AIM -> Quote precisely the final stretch of the listing: start at the line containing "Expected: one point per instance of the black information" and stop after the last line.

ENTRIES SUPPLIED ->
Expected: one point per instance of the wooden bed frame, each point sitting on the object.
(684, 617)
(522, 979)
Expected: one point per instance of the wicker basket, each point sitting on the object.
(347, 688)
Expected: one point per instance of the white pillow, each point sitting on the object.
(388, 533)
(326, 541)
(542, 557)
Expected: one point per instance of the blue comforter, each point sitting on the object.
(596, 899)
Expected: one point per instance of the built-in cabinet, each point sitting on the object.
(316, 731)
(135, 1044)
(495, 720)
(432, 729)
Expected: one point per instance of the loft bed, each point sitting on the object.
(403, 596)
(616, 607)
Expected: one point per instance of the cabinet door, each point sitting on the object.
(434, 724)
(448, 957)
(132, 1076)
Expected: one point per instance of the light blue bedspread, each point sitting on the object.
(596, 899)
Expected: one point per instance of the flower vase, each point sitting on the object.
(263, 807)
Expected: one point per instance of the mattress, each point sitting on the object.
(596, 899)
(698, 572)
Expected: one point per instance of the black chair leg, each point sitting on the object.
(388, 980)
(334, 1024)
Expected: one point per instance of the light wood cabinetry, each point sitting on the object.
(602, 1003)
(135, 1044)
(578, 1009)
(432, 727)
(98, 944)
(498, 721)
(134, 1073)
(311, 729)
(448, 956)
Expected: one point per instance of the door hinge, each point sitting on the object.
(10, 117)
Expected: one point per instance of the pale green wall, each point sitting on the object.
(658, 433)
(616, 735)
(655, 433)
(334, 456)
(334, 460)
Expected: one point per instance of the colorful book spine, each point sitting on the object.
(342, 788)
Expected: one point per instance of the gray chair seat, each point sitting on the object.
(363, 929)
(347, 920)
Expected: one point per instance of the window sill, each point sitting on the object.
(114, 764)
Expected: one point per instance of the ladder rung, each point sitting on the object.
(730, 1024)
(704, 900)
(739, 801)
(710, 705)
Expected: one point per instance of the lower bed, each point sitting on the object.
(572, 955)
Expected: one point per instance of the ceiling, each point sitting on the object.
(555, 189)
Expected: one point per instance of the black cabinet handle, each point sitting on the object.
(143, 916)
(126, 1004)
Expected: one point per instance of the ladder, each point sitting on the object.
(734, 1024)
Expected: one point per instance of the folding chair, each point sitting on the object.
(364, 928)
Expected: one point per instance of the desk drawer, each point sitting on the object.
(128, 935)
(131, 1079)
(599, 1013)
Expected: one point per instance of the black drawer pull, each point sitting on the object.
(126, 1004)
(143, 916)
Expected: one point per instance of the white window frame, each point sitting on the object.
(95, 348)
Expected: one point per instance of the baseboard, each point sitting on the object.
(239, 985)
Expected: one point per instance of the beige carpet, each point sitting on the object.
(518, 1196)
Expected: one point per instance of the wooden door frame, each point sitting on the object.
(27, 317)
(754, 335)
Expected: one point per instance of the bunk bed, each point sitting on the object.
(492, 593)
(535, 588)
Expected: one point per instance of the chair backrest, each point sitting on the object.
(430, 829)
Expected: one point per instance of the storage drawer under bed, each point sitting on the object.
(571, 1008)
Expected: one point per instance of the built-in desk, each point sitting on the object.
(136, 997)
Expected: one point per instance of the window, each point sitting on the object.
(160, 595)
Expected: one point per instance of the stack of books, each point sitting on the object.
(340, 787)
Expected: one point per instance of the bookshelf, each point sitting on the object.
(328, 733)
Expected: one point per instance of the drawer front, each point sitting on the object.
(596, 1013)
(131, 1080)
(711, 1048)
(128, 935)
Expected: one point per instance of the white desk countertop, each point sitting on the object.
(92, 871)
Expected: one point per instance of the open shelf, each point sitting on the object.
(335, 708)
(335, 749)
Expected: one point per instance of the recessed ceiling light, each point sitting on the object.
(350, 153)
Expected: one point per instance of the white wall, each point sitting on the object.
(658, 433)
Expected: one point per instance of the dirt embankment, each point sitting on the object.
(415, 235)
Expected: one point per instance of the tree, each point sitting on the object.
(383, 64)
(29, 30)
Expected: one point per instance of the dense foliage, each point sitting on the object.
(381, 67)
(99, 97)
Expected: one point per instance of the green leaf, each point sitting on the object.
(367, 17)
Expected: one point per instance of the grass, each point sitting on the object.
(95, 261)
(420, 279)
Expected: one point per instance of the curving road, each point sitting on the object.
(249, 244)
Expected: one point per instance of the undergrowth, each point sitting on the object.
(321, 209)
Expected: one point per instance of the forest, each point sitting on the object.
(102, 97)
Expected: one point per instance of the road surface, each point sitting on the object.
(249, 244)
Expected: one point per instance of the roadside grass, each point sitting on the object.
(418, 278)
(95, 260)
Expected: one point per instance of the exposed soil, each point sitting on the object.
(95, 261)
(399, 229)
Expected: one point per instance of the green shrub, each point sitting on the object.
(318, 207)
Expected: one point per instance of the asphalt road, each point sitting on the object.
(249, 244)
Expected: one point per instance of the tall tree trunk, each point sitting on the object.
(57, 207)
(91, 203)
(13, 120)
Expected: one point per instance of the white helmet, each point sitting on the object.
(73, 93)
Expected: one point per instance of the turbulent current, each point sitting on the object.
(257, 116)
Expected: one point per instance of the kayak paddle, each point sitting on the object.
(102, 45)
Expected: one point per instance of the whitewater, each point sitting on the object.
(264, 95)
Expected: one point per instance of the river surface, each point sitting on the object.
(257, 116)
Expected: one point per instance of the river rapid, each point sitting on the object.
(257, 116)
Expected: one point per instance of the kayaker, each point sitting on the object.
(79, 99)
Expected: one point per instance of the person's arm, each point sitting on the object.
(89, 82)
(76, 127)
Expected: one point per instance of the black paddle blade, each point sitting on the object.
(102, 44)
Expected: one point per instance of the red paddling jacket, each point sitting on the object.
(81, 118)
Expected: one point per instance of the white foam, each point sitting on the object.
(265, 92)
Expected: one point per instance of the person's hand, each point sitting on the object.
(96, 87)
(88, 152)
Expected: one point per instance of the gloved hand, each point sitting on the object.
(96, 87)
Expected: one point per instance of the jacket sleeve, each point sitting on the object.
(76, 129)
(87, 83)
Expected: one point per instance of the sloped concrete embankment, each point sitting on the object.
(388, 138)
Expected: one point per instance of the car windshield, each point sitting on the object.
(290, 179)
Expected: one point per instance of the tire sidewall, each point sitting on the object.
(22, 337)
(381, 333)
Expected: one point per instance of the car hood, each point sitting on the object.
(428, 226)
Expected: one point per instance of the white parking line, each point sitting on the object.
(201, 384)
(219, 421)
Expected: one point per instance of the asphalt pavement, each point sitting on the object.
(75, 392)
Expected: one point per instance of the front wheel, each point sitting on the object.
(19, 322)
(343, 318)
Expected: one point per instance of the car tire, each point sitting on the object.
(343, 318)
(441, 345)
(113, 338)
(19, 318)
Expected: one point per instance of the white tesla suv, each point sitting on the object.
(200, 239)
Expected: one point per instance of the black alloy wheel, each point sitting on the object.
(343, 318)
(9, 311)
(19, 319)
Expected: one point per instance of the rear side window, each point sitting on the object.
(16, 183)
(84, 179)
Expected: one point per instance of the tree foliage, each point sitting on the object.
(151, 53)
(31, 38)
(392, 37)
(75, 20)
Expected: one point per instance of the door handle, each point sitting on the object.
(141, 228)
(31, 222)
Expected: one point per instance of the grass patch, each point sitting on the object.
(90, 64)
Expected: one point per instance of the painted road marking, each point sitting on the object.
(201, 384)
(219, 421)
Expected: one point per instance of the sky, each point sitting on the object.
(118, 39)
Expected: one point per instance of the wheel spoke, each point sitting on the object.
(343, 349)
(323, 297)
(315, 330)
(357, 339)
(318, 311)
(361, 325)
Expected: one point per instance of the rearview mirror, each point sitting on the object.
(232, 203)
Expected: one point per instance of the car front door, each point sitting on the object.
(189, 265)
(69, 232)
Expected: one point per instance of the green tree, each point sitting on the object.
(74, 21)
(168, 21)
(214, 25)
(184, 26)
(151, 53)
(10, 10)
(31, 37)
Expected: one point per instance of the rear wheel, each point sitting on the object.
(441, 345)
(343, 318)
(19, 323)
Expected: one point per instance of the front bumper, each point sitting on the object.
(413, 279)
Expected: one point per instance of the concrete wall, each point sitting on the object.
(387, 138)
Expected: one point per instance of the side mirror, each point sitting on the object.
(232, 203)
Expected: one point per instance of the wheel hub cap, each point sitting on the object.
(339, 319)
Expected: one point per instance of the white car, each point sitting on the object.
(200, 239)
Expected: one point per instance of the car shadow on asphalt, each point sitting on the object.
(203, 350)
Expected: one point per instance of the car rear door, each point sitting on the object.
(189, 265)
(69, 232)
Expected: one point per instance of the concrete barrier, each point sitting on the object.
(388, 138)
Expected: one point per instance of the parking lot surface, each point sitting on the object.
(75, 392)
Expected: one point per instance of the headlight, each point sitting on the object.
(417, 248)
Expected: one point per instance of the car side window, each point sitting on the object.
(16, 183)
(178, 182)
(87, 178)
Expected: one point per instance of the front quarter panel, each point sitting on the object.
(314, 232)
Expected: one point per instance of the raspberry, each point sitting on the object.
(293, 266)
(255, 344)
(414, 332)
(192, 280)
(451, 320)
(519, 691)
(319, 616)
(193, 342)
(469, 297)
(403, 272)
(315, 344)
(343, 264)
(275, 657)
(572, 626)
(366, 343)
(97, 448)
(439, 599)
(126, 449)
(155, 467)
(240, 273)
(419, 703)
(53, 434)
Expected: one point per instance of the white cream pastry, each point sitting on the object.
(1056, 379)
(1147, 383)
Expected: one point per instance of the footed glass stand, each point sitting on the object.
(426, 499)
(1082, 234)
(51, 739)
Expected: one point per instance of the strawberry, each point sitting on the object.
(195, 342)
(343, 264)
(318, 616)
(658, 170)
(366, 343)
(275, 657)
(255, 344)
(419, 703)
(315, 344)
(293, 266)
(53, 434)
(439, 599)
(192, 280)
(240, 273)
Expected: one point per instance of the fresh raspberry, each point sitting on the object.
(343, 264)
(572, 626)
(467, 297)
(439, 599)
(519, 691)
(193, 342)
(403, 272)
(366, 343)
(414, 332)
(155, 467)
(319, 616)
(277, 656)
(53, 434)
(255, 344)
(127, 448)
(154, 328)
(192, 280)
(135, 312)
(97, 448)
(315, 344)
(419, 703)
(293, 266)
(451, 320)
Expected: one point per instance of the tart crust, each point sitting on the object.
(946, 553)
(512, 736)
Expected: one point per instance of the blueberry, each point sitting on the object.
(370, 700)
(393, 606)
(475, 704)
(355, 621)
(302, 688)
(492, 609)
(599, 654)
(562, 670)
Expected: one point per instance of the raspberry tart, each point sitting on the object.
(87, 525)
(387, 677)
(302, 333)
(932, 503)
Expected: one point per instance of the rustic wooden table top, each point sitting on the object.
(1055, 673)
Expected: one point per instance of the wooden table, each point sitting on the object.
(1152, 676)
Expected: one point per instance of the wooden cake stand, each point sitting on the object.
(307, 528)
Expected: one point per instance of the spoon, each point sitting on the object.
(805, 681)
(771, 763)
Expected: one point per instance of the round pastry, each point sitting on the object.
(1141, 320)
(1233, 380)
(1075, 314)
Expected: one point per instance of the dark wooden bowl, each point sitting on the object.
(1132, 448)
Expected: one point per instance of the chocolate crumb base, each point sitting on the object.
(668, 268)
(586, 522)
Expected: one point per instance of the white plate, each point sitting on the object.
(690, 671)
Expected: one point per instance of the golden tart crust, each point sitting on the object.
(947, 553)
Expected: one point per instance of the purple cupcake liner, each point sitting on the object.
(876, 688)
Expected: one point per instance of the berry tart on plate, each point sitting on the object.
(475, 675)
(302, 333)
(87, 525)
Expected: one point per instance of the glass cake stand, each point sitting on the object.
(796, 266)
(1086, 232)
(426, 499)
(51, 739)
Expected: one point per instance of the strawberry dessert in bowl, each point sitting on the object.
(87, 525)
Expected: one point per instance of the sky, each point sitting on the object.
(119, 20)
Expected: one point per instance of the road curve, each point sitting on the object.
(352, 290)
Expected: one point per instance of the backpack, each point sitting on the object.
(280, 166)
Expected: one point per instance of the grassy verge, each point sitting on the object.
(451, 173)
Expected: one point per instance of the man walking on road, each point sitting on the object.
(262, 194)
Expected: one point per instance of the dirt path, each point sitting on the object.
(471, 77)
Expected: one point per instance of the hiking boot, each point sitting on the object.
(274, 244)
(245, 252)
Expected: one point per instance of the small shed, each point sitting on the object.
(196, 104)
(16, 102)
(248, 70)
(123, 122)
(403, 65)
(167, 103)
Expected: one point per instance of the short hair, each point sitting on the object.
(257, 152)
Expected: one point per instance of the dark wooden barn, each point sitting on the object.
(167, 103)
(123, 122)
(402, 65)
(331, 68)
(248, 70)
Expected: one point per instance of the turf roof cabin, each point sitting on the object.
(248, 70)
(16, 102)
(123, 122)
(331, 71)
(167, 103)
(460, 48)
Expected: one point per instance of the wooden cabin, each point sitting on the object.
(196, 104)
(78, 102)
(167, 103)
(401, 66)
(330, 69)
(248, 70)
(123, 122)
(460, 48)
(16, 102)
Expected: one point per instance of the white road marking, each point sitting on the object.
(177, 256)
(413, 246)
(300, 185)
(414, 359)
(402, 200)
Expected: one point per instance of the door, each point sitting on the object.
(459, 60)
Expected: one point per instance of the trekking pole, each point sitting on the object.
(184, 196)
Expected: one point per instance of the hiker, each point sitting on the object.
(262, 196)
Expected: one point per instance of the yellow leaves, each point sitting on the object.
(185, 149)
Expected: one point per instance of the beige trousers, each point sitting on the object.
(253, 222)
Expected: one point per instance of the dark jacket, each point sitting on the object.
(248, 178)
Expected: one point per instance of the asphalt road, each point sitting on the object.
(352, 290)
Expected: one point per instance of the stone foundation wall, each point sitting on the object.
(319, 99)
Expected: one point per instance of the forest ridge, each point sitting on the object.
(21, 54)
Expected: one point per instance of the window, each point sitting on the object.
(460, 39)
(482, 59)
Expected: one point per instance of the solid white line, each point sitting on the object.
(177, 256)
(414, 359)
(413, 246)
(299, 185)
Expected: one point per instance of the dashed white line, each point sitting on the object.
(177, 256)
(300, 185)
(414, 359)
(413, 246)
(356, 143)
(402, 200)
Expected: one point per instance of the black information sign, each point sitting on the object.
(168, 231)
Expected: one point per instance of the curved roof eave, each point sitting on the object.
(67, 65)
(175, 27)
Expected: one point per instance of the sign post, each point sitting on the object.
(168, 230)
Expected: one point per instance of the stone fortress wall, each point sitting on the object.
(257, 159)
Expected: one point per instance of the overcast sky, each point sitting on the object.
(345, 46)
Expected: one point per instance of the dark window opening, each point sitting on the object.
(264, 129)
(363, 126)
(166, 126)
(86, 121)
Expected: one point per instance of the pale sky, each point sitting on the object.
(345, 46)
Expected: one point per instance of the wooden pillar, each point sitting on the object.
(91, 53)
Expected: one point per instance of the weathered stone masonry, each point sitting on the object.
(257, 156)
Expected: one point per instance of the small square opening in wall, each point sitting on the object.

COMPLETED EXERCISE ->
Expected: one point per instance of the black information sign, each point sitting on the object.
(168, 231)
Expected: one point per instance of the curved roof eave, each point sitting on the object.
(67, 65)
(175, 27)
Expected: one point per instance of the sign post, each point sitting on the object.
(168, 230)
Expected: one point per instance of the stone fortress wall, each point sitting on the object.
(257, 159)
Expected: one point per instance of the overcast sky, each point sitting on the object.
(345, 46)
Expected: one point per instance of the dark window opening, each point sitting on the object.
(264, 129)
(363, 126)
(166, 126)
(86, 121)
Expected: one point per instance of the pale sky, each point sitting on the object.
(345, 46)
Expected: one point per instance of the wooden pillar, each point sitting on the object.
(91, 53)
Expected: one point per instance of the weathered stone masonry, each point sitting on the object.
(257, 156)
Expected: one point per instance of the small square opening in wall, each point sitting on the object.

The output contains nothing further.